▶ _EXERCISE DETAILS_: Recast the data from its start through the line containing "negative clicks: (581, 11) (580, 2)" as a Markdown table with two columns, Row and Data line, one numbered row per line. Skip blank lines and leave out the pictures.

▶ _TASK DATA_:
[Start of section]

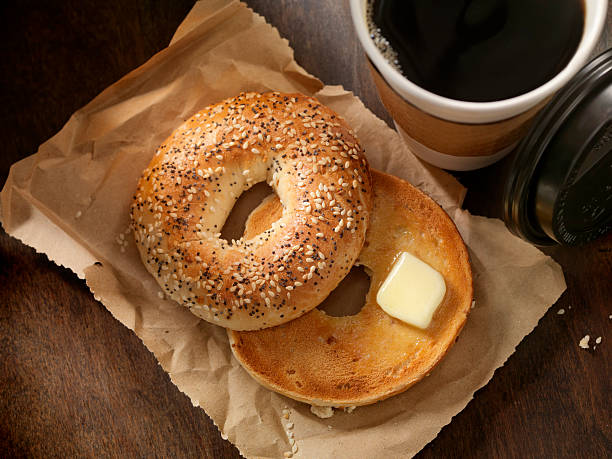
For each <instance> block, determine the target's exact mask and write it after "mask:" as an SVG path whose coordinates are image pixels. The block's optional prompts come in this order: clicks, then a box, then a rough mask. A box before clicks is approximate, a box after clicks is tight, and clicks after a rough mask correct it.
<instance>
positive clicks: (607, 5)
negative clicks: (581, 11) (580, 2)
mask: <svg viewBox="0 0 612 459" xmlns="http://www.w3.org/2000/svg"><path fill="white" fill-rule="evenodd" d="M366 1H367V0H350V7H351V15H352V18H353V23H354V26H355V30H356V32H357V36H358V38H359V41H360V42H361V45H362V46H363V48H364V50H365V52H366V54H367V55H368V57H369V58H370V60H371V61H372V63H373V64H374V66H375V67H376V68H377V69H378V71H379V72H380V73H381V74H382V76H383V78H384V79H385V80H386V81H387V83H388V84H389V86H391V87H392V88H393V89H394V90H395V91H396V92H397V93H398V94H399V95H401V96H402V97H403V98H404V99H405V100H407V101H408V102H410V103H412V104H413V105H415V106H416V107H418V108H420V109H421V110H423V111H425V112H427V113H429V114H431V115H434V116H437V117H439V118H443V119H446V120H449V121H454V122H458V123H475V124H479V123H492V122H495V121H501V120H504V119H507V118H511V117H513V116H516V115H519V114H521V113H523V112H525V111H527V110H529V109H530V108H532V107H534V106H535V105H537V104H538V103H540V102H541V101H543V100H544V99H546V98H547V97H549V96H551V95H552V94H554V93H555V92H556V91H558V90H559V89H560V88H561V87H563V85H565V83H567V82H568V81H569V80H570V78H571V77H572V76H574V75H575V74H576V73H577V72H578V71H579V70H580V68H582V67H583V66H584V65H585V64H586V62H587V60H588V59H589V56H590V55H591V53H592V52H593V49H594V48H595V45H596V44H597V41H598V40H599V36H600V34H601V31H602V30H603V27H604V23H605V20H606V12H607V9H608V0H583V2H584V7H585V18H584V30H583V33H582V39H581V40H580V43H579V44H578V49H577V50H576V52H575V53H574V56H573V57H572V59H571V60H570V61H569V62H568V64H567V65H566V66H565V68H564V69H563V70H562V71H561V72H559V73H558V74H557V75H555V77H554V78H552V79H551V80H549V81H547V82H546V83H545V84H543V85H542V86H539V87H537V88H536V89H534V90H532V91H529V92H527V93H525V94H521V95H520V96H516V97H512V98H510V99H504V100H499V101H494V102H465V101H459V100H453V99H449V98H447V97H443V96H439V95H437V94H434V93H432V92H430V91H427V90H425V89H423V88H421V87H419V86H417V85H416V84H414V83H412V82H411V81H409V80H408V79H406V78H405V77H404V76H403V75H402V74H401V73H400V72H398V71H397V70H396V69H395V68H393V66H391V64H389V62H387V60H386V59H385V58H384V57H383V55H382V54H381V53H380V51H379V50H378V48H377V47H376V45H375V44H374V42H373V41H372V39H371V37H370V33H369V31H368V26H367V23H366V13H365V12H366Z"/></svg>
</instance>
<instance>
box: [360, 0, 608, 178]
mask: <svg viewBox="0 0 612 459" xmlns="http://www.w3.org/2000/svg"><path fill="white" fill-rule="evenodd" d="M583 1H584V27H583V32H582V37H581V40H580V42H579V44H578V48H577V49H576V52H575V53H574V55H573V57H572V58H571V60H570V61H569V62H568V64H567V65H566V66H565V68H564V69H563V70H561V71H560V72H559V73H557V74H556V75H555V76H554V77H553V78H552V79H550V80H548V81H547V82H546V83H545V84H543V85H541V86H539V87H537V88H536V89H533V90H532V91H529V92H527V93H524V94H521V95H519V96H516V97H512V98H509V99H504V100H499V101H493V102H466V101H460V100H453V99H449V98H447V97H443V96H439V95H437V94H434V93H432V92H430V91H427V90H425V89H423V88H421V87H419V86H417V85H416V84H414V83H413V82H411V81H410V80H408V79H406V78H405V77H404V76H403V75H402V74H401V73H400V72H399V71H398V70H396V69H395V68H394V67H393V66H392V65H391V64H390V63H389V62H388V61H387V60H386V59H385V57H384V56H383V55H382V54H381V52H380V51H379V50H378V48H377V47H376V45H375V44H374V42H373V40H372V38H371V37H370V32H369V30H368V26H367V19H366V2H367V0H350V6H351V15H352V18H353V23H354V26H355V30H356V32H357V36H358V38H359V41H360V42H361V45H362V46H363V48H364V50H365V52H366V54H367V56H368V58H369V64H370V70H371V71H372V76H373V78H374V82H375V84H376V87H377V89H378V93H379V95H380V98H381V100H382V102H383V104H384V105H385V107H386V108H387V110H388V111H389V113H390V114H391V116H392V117H393V120H394V122H395V126H396V129H397V131H398V132H399V133H400V135H401V136H402V138H403V139H404V141H405V142H406V144H407V145H408V146H409V148H410V149H411V151H412V152H413V153H414V154H416V155H417V156H419V157H420V158H422V159H423V160H425V161H427V162H428V163H431V164H433V165H435V166H438V167H441V168H444V169H451V170H473V169H478V168H480V167H485V166H488V165H489V164H492V163H494V162H495V161H497V160H499V159H501V158H502V157H503V156H505V155H506V154H508V153H509V152H510V151H512V149H513V148H514V147H515V146H516V144H517V143H518V141H519V140H520V139H521V138H522V137H523V136H524V135H525V134H526V132H527V130H528V129H529V126H530V124H531V121H532V120H533V118H534V116H535V115H536V114H537V113H538V111H539V110H540V108H542V107H543V106H544V105H545V104H546V102H547V101H548V100H549V99H550V97H551V96H552V95H553V94H554V93H555V92H556V91H557V90H559V89H560V88H561V87H562V86H563V85H565V83H567V81H569V79H570V78H571V77H572V76H574V75H575V74H576V73H577V72H578V71H579V70H580V68H581V67H582V66H583V65H584V64H585V63H586V62H587V60H588V58H589V56H590V54H591V53H592V51H593V49H594V48H595V45H596V44H597V41H598V39H599V36H600V34H601V31H602V30H603V26H604V23H605V19H606V11H607V7H608V0H583Z"/></svg>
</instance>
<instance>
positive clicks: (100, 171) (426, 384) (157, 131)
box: [0, 0, 565, 458]
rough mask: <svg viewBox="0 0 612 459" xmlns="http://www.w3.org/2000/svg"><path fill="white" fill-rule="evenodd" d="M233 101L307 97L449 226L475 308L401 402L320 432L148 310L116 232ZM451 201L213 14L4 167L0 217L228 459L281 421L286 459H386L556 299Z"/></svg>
mask: <svg viewBox="0 0 612 459" xmlns="http://www.w3.org/2000/svg"><path fill="white" fill-rule="evenodd" d="M245 90H251V91H266V90H279V91H300V92H303V93H306V94H313V95H315V96H316V97H317V98H318V99H319V100H320V101H321V102H323V103H324V104H327V105H328V106H330V107H332V108H333V109H334V110H336V111H337V112H339V113H340V114H341V115H343V116H344V117H345V118H346V119H347V121H348V122H349V123H350V124H351V125H352V126H353V128H354V129H355V131H356V133H357V135H358V137H359V138H360V139H361V142H362V143H363V145H364V147H365V150H366V152H367V155H368V158H369V161H370V164H371V165H372V166H373V167H375V168H378V169H381V170H384V171H387V172H390V173H392V174H395V175H397V176H399V177H401V178H403V179H406V180H408V181H410V182H411V183H413V184H414V185H416V186H418V187H420V188H421V189H423V190H424V191H425V192H427V193H428V194H429V195H430V196H432V197H433V198H434V199H435V200H436V201H437V202H438V203H440V204H441V205H442V206H443V207H444V209H445V210H446V211H447V212H448V213H449V214H450V215H451V217H452V218H453V219H454V221H455V223H456V224H457V226H458V228H459V231H460V232H461V234H462V236H463V238H464V239H465V241H466V243H467V245H468V247H469V251H470V256H471V261H472V266H473V271H474V288H475V298H476V302H475V307H474V308H473V310H472V312H471V314H470V317H469V319H468V322H467V325H466V326H465V329H464V330H463V332H462V333H461V335H460V337H459V340H458V342H457V344H456V345H455V346H454V347H453V349H452V350H451V351H450V353H449V354H448V356H447V357H446V358H445V359H444V361H443V362H442V363H441V364H440V365H439V366H438V367H437V368H436V369H435V370H434V371H433V372H432V373H431V375H430V376H429V377H428V378H426V379H425V380H424V381H422V382H420V383H419V384H417V385H416V386H414V387H413V388H411V389H409V390H408V391H407V392H405V393H403V394H401V395H398V396H396V397H394V398H392V399H390V400H387V401H383V402H381V403H378V404H376V405H372V406H368V407H361V408H358V409H356V410H355V411H354V412H353V413H351V414H348V413H344V412H337V413H336V414H335V415H334V416H333V417H332V418H329V419H319V418H318V417H315V416H314V415H312V414H311V413H310V410H309V408H310V407H309V406H307V405H304V404H301V403H298V402H294V401H292V400H290V399H287V398H285V397H283V396H280V395H278V394H275V393H273V392H270V391H268V390H267V389H264V388H262V387H260V386H259V385H258V384H257V383H256V382H255V381H254V380H252V379H251V378H250V376H248V375H247V373H246V372H245V371H244V370H242V368H241V367H240V365H239V364H238V363H237V362H236V360H235V359H234V358H233V357H232V354H231V351H230V348H229V346H228V341H227V337H226V333H225V331H224V330H223V329H221V328H219V327H216V326H214V325H211V324H208V323H206V322H204V321H201V320H199V319H198V318H197V317H195V316H193V315H191V313H190V312H189V311H188V310H186V309H183V308H182V307H180V306H178V305H177V304H175V303H173V302H171V301H168V300H165V299H163V298H160V297H159V296H158V293H159V292H160V289H159V288H158V287H157V284H156V282H155V281H154V280H153V278H152V277H151V276H150V275H149V274H148V273H147V272H146V271H145V269H144V267H143V266H142V264H141V262H140V259H139V257H138V254H137V252H136V249H135V246H134V243H133V240H132V237H131V235H130V234H129V233H128V232H126V230H127V227H128V206H129V202H130V198H131V195H132V192H133V190H134V189H135V186H136V181H137V178H138V176H139V175H140V173H141V171H142V170H143V169H144V167H145V166H146V165H147V163H148V162H149V160H150V158H151V156H152V154H153V152H154V150H155V148H156V147H157V146H158V144H160V142H161V141H162V140H163V139H165V138H166V137H167V136H168V135H169V134H170V132H171V131H172V130H173V129H174V128H175V127H177V126H178V125H179V124H181V122H182V121H183V120H184V119H186V118H187V117H189V116H190V115H191V114H192V113H194V112H195V111H197V110H198V109H201V108H203V107H204V106H206V105H208V104H209V103H212V102H216V101H219V100H221V99H223V98H225V97H229V96H233V95H236V94H237V93H238V92H240V91H245ZM464 194H465V190H464V189H463V188H462V187H461V185H460V184H459V183H458V182H456V181H455V180H454V179H453V178H452V177H451V176H450V175H448V174H446V173H444V172H442V171H439V170H437V169H435V168H429V167H425V166H423V165H422V164H421V163H420V162H419V161H418V160H417V159H416V158H415V157H414V156H413V155H412V154H411V153H410V152H409V151H408V150H407V148H406V147H405V146H404V145H403V143H402V142H401V140H400V138H399V137H398V135H397V134H396V133H395V131H393V130H391V129H389V128H388V127H387V125H386V124H385V123H384V122H383V121H381V120H380V119H378V118H376V117H375V116H374V115H373V114H372V113H371V112H369V111H368V110H367V109H366V108H365V107H364V106H363V104H362V103H361V102H360V101H359V100H358V99H357V98H356V97H354V96H353V95H352V94H351V93H350V92H347V91H345V90H343V89H342V88H341V87H337V86H334V87H329V86H325V87H324V86H323V84H322V83H321V82H320V81H319V80H317V79H316V78H314V77H313V76H311V75H309V74H308V73H307V72H306V71H304V70H303V69H302V68H301V67H299V65H297V64H296V62H295V61H294V59H293V52H292V50H291V48H290V47H289V44H288V42H287V41H286V40H284V39H282V38H281V37H280V36H279V34H278V32H277V31H276V29H274V28H273V27H271V26H270V25H268V24H266V22H265V20H264V19H263V18H262V17H260V16H258V15H256V14H254V13H253V12H252V11H251V10H249V9H248V8H247V7H246V6H244V5H243V4H241V3H239V2H237V1H232V0H212V1H206V2H199V3H197V4H196V5H195V6H194V8H193V10H192V11H191V12H190V14H189V15H188V16H187V17H186V19H185V21H184V22H183V24H181V26H180V27H179V29H178V30H177V32H176V35H175V37H174V38H173V40H172V43H171V44H170V46H169V47H168V48H166V49H165V50H163V51H161V52H160V53H158V54H157V55H155V56H154V57H153V58H151V59H150V60H149V61H148V62H147V63H145V64H144V65H143V66H141V67H139V68H138V69H136V70H134V71H133V72H131V73H130V74H128V75H126V76H125V77H124V78H122V79H121V80H120V81H118V82H117V83H115V84H114V85H112V86H111V87H109V88H107V89H106V90H105V91H104V92H102V93H101V94H100V95H99V96H98V97H96V98H95V99H94V100H93V101H91V102H90V103H89V104H88V105H86V106H85V107H83V108H82V109H80V110H79V111H77V112H76V113H75V114H74V115H73V116H72V117H71V118H70V120H69V121H68V123H67V124H66V125H65V126H64V128H63V129H62V130H61V131H60V132H59V133H58V134H56V135H55V136H54V137H52V138H51V139H50V140H48V141H47V142H45V143H44V144H43V145H41V146H40V149H39V151H38V152H37V153H36V154H35V155H32V156H30V157H28V158H26V159H24V160H22V161H20V162H18V163H16V164H14V165H13V167H12V168H11V171H10V175H9V178H8V180H7V182H6V184H5V186H4V189H3V190H2V194H1V196H0V199H1V200H0V203H1V208H0V210H1V218H2V225H3V226H4V228H5V230H6V231H7V232H8V233H9V234H11V235H12V236H14V237H16V238H19V239H20V240H22V241H23V242H24V243H26V244H28V245H31V246H32V247H34V248H35V249H36V250H38V251H40V252H44V253H46V254H47V255H48V257H49V258H50V259H51V260H54V261H55V262H56V263H58V264H61V265H63V266H66V267H69V268H70V269H72V270H73V271H74V272H75V273H76V274H77V275H78V276H80V277H82V278H85V279H86V281H87V285H88V286H89V287H90V289H91V290H92V292H93V293H94V296H95V298H96V299H98V300H99V301H101V302H102V303H103V304H104V305H105V306H106V307H107V308H108V309H109V310H110V311H111V313H112V314H113V315H114V317H116V318H117V319H118V320H119V321H120V322H121V323H123V324H124V325H125V326H127V327H129V328H130V329H132V330H134V332H135V333H136V334H137V335H138V336H139V337H140V338H141V339H142V341H143V343H144V344H145V345H146V346H147V348H148V349H149V350H150V351H151V352H153V354H154V355H155V356H156V358H157V359H158V361H159V362H160V364H161V365H162V367H163V368H164V370H165V371H167V372H168V373H169V375H170V377H171V379H172V381H173V382H174V384H176V385H177V386H178V388H179V389H180V390H181V391H183V392H184V393H186V394H187V395H188V396H189V397H190V398H191V400H192V402H193V403H194V405H196V406H201V407H202V408H203V409H205V410H206V412H207V413H208V415H209V416H210V417H211V418H212V419H213V420H214V422H215V424H216V425H217V426H218V427H219V428H220V429H221V430H222V432H223V433H224V435H225V436H227V437H228V439H229V440H230V441H231V442H232V443H234V444H235V445H236V446H237V447H238V448H239V450H240V452H241V453H242V454H243V455H245V456H248V457H282V456H283V452H285V451H289V450H291V445H290V443H289V439H288V436H287V433H286V429H285V427H286V424H287V422H288V421H287V420H285V419H284V418H283V417H282V411H283V409H285V408H288V409H289V410H290V413H291V414H290V422H292V423H293V424H294V428H293V432H294V435H295V441H296V443H297V445H298V451H297V454H296V455H295V457H308V458H311V457H317V458H326V457H330V458H331V457H334V458H338V457H369V458H377V457H380V458H383V457H384V458H389V457H398V456H402V457H405V456H409V455H413V454H415V453H416V452H418V451H419V450H420V449H421V448H422V447H423V446H425V445H426V444H427V443H428V442H429V441H431V440H432V439H433V438H434V437H435V436H436V435H437V433H438V432H439V430H440V429H441V428H442V427H443V426H444V425H446V424H447V423H449V422H450V420H451V418H452V416H454V415H455V414H457V413H458V412H459V411H461V410H462V409H463V408H464V407H465V406H466V404H467V403H468V402H469V401H470V400H471V398H472V396H473V394H474V392H475V391H476V390H477V389H478V388H480V387H482V386H484V385H485V384H486V383H487V382H488V381H489V379H490V378H491V377H492V375H493V372H494V371H495V369H496V368H498V367H500V366H501V365H503V364H504V362H505V361H506V359H507V358H508V357H509V356H510V355H511V354H512V353H513V352H514V349H515V347H516V346H517V344H518V343H519V342H520V341H521V339H522V338H523V337H524V336H525V335H526V334H528V333H529V332H531V330H532V329H533V328H534V327H535V326H536V324H537V322H538V320H539V319H540V318H541V317H542V316H543V315H544V313H545V312H546V310H547V309H548V308H549V307H550V306H551V305H552V304H553V303H554V302H555V301H556V299H557V298H558V297H559V295H560V294H561V293H562V292H563V290H564V289H565V282H564V279H563V274H562V272H561V269H560V268H559V266H558V265H557V264H556V263H555V262H553V261H552V260H551V259H550V258H549V257H546V256H545V255H543V254H542V253H541V252H539V251H538V250H537V249H535V248H534V247H532V246H530V245H529V244H527V243H525V242H523V241H521V240H520V239H517V238H515V237H513V236H512V235H511V234H510V233H509V232H508V231H507V229H506V228H505V226H504V225H503V223H502V222H501V221H499V220H493V219H488V218H483V217H475V216H472V215H470V214H468V213H467V212H465V211H463V210H461V208H460V206H461V202H462V199H463V196H464ZM120 234H124V238H125V240H127V241H128V243H127V246H125V247H124V246H123V244H119V243H118V242H117V241H121V237H120V236H119V235H120ZM122 247H123V249H122ZM96 261H99V262H100V263H101V265H100V264H96V265H94V262H96ZM485 428H486V427H485Z"/></svg>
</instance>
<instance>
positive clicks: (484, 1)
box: [372, 0, 584, 102]
mask: <svg viewBox="0 0 612 459" xmlns="http://www.w3.org/2000/svg"><path fill="white" fill-rule="evenodd" d="M582 1H583V0H471V1H470V0H375V2H374V5H373V18H372V19H374V22H375V24H376V25H377V26H378V27H379V28H380V29H381V32H382V35H383V36H384V37H386V38H387V39H388V41H389V42H390V43H391V45H392V47H393V48H394V49H395V51H396V52H397V55H398V56H397V58H398V61H399V65H400V66H401V68H402V71H403V73H404V76H406V78H408V79H409V80H411V81H413V82H414V83H416V84H417V85H419V86H421V87H422V88H425V89H427V90H429V91H431V92H433V93H435V94H439V95H441V96H445V97H449V98H451V99H457V100H465V101H473V102H487V101H493V100H501V99H507V98H509V97H514V96H518V95H520V94H523V93H526V92H528V91H531V90H532V89H535V88H537V87H538V86H540V85H542V84H543V83H545V82H546V81H548V80H550V79H551V78H552V77H554V76H555V75H556V74H557V73H559V72H560V71H561V70H562V69H563V67H565V65H566V64H567V63H568V62H569V60H570V59H571V57H572V56H573V55H574V52H575V51H576V48H577V47H578V43H579V42H580V38H581V37H582V29H583V26H584V11H583V3H582Z"/></svg>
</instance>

[End of section]

▶ _WRITTEN RESPONSE_:
| Row | Data line |
|---|---|
| 1 | For each <instance> block, determine the target's exact mask and write it after "mask:" as an SVG path whose coordinates are image pixels. The block's optional prompts come in this order: clicks, then a box, then a rough mask. A box before clicks is approximate, a box after clicks is tight, and clicks after a rough mask correct it. |
| 2 | <instance> |
| 3 | positive clicks: (607, 5) |
| 4 | negative clicks: (581, 11) (580, 2) |